--- RECORDS ---
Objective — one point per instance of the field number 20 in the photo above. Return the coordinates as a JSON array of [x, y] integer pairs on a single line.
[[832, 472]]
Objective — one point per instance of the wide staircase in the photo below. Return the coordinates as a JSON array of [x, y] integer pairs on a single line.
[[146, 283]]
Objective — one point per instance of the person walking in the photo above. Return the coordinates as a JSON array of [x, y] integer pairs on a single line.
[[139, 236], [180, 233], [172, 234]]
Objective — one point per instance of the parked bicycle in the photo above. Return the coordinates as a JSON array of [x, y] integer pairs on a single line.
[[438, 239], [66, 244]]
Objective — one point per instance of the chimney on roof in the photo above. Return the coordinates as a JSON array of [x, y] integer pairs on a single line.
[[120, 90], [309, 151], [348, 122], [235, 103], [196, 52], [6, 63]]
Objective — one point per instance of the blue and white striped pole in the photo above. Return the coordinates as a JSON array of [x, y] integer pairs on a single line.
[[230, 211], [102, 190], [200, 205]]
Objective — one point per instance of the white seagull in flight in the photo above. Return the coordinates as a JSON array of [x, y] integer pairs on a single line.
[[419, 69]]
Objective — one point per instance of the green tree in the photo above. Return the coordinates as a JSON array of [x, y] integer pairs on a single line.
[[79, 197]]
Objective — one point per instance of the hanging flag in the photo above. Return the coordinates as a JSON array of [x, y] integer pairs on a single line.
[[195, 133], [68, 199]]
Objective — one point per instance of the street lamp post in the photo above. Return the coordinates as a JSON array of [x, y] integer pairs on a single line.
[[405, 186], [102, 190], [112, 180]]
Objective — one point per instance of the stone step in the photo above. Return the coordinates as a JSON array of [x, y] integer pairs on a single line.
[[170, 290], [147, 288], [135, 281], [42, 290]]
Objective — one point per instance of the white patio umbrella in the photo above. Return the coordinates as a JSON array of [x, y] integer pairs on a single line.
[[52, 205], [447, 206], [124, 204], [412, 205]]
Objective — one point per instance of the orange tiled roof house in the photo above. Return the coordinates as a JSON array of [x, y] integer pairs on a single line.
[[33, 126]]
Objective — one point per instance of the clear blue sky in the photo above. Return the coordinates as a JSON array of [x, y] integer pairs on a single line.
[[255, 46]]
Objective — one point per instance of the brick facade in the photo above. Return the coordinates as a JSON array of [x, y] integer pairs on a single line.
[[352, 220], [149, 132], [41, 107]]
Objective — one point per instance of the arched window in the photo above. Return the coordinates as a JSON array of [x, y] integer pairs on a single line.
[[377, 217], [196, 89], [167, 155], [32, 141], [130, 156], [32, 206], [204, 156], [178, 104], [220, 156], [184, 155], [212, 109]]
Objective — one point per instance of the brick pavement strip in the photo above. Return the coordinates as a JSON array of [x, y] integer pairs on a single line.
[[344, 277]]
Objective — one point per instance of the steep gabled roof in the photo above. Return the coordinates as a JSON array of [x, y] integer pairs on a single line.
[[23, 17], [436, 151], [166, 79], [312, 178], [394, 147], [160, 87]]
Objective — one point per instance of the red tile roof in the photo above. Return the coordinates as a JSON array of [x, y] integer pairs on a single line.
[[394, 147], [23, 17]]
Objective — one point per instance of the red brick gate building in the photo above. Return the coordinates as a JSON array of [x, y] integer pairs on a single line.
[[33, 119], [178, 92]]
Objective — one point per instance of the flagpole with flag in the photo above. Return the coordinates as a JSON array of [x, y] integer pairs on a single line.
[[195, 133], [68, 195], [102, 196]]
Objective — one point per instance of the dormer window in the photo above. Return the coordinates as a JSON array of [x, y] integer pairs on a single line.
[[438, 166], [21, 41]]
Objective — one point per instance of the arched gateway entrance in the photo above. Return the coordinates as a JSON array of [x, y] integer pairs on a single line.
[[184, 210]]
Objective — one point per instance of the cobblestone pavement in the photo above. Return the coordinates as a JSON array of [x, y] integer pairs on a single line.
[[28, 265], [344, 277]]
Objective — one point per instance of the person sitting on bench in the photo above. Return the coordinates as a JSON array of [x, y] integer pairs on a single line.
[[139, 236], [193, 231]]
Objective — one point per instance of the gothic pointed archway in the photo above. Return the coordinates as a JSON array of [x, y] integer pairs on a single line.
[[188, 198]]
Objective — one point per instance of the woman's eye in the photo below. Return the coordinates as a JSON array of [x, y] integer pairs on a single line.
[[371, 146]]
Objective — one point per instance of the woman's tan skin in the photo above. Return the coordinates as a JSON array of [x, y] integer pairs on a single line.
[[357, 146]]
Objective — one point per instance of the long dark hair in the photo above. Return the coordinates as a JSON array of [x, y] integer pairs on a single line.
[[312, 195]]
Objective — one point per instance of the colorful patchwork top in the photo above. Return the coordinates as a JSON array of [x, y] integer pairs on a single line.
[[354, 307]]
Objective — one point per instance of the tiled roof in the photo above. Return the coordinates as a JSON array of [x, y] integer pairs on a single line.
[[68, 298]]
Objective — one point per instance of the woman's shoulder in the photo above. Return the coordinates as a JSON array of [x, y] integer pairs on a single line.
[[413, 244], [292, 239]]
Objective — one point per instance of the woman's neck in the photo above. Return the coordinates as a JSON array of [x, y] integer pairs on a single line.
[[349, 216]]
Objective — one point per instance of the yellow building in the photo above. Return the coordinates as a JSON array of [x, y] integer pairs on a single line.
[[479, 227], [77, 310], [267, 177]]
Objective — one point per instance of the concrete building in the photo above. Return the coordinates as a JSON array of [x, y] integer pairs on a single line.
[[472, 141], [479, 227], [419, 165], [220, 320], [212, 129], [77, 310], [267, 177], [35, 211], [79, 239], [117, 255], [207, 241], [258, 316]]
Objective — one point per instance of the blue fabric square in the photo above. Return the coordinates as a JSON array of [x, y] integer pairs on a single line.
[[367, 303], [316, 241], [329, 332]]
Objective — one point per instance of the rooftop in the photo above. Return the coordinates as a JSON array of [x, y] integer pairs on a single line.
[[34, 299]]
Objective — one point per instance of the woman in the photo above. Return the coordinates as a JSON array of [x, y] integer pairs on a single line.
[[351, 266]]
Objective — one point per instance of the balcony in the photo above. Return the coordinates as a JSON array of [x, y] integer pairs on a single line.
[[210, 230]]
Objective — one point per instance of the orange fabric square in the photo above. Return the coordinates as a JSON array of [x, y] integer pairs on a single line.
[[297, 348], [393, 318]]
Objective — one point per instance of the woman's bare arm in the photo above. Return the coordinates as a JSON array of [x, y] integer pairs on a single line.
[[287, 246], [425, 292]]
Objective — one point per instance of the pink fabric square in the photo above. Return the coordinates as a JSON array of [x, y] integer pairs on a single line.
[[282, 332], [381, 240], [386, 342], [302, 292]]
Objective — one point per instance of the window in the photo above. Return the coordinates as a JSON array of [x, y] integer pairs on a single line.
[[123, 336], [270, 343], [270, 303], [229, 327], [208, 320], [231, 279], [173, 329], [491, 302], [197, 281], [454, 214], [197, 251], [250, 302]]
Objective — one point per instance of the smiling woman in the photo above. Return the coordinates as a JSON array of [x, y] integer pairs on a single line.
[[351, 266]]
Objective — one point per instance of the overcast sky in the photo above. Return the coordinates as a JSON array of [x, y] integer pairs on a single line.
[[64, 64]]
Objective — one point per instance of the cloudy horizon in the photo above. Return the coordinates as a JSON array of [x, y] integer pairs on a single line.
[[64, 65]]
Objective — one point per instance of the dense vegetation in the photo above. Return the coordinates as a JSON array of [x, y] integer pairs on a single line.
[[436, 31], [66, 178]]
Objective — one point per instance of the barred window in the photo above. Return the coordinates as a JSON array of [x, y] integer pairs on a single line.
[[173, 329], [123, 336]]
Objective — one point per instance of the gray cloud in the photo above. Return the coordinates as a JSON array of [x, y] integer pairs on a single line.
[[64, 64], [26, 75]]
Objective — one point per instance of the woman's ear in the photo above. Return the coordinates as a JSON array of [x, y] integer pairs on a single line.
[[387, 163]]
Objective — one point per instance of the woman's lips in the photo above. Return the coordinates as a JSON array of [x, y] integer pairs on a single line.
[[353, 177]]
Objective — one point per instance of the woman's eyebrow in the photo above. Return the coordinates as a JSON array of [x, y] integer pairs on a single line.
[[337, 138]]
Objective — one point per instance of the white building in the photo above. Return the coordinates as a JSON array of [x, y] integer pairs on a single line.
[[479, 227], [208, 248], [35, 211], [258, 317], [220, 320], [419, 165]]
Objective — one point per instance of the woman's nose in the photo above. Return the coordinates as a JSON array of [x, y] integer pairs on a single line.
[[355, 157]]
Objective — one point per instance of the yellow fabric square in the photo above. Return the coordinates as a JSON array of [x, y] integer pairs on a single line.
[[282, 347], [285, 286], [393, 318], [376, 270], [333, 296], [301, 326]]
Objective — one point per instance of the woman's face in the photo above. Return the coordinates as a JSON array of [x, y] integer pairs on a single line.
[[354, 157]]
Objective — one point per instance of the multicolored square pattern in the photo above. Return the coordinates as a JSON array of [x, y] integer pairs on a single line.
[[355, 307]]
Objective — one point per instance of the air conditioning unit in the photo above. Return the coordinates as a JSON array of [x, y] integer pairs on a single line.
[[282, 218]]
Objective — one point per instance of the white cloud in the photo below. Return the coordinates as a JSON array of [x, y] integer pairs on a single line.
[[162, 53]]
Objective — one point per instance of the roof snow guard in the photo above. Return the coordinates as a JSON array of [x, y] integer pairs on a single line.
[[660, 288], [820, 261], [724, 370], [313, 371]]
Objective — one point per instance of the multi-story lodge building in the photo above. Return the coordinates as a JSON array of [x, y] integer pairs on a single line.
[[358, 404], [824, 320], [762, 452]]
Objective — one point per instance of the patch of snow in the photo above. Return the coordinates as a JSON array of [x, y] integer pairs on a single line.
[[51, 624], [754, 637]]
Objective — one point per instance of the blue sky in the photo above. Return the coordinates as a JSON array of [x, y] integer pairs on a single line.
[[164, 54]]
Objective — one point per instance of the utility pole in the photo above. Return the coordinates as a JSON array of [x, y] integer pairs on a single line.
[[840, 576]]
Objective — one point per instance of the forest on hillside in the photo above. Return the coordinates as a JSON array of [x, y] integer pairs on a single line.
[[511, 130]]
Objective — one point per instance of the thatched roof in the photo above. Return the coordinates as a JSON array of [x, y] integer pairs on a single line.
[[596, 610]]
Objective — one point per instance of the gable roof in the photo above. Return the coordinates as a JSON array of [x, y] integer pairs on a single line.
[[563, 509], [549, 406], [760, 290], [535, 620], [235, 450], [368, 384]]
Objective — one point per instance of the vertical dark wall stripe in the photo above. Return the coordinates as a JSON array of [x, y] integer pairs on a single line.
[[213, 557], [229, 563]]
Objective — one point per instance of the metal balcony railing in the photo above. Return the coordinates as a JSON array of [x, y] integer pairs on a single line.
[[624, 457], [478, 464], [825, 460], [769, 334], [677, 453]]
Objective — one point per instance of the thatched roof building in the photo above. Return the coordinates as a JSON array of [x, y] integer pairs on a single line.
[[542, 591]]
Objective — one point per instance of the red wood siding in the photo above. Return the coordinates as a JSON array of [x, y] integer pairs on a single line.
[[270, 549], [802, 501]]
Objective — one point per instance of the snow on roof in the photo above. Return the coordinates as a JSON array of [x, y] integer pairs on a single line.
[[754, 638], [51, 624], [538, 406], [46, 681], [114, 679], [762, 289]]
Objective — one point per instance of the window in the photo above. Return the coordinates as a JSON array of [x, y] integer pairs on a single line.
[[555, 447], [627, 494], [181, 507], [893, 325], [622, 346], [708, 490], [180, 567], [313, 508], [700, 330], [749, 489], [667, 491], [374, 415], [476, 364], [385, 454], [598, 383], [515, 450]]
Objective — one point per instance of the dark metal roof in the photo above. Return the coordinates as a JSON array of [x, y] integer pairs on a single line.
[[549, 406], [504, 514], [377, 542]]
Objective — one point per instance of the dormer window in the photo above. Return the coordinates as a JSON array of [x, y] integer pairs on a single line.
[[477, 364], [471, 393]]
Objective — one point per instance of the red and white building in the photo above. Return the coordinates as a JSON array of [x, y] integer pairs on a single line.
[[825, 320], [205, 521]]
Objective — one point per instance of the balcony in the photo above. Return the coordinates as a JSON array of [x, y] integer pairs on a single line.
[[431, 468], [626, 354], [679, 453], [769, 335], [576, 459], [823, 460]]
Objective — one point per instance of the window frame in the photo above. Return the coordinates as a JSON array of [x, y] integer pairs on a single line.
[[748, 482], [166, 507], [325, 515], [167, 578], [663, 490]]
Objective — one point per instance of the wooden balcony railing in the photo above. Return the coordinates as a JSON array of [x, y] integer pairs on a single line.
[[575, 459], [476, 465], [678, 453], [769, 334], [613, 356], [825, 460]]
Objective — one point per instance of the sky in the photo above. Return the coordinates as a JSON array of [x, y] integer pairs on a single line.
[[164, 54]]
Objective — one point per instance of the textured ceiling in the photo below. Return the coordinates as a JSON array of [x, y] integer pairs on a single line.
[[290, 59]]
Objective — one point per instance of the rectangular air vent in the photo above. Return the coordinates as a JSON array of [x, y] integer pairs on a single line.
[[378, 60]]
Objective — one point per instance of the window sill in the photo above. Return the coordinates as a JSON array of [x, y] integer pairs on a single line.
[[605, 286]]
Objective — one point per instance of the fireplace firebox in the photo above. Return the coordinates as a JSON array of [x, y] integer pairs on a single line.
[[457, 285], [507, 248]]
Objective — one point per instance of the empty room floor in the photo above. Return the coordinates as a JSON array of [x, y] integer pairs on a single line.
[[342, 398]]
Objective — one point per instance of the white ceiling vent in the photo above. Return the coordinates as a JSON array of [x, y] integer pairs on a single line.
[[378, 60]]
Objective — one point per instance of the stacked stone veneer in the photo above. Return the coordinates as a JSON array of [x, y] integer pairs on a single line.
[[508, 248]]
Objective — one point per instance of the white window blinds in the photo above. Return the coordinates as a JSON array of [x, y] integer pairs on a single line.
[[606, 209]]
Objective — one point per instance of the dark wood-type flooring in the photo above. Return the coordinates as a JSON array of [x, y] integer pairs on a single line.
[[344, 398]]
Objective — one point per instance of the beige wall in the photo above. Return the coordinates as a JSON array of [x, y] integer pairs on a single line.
---
AIM OF THE EXERCISE: The response should be an exact copy of the lines from the one with "Objective — one point per instance of the stacked" through the end of the data, with no other text.

EXERCISE ANSWER:
Objective — one point per instance of the stacked stone veneer in the photo above. Return the coordinates as a JSON array of [x, y] integer pairs on a single line.
[[508, 248]]
Objective — one point per instance of the white window blinds in the photo above. Return the coordinates as a JSON array of [x, y] integer pairs on a single line.
[[606, 209]]
Objective — one point per instance of the dark wood-type flooring in the photo above. Return the coordinates as a JSON array of [x, y] integer pairs on a single line.
[[344, 398]]
Objective — one point per instance of the beige wall in the photo above. Return the coordinates as a JSON array of [x, y] integer pairs on a single line.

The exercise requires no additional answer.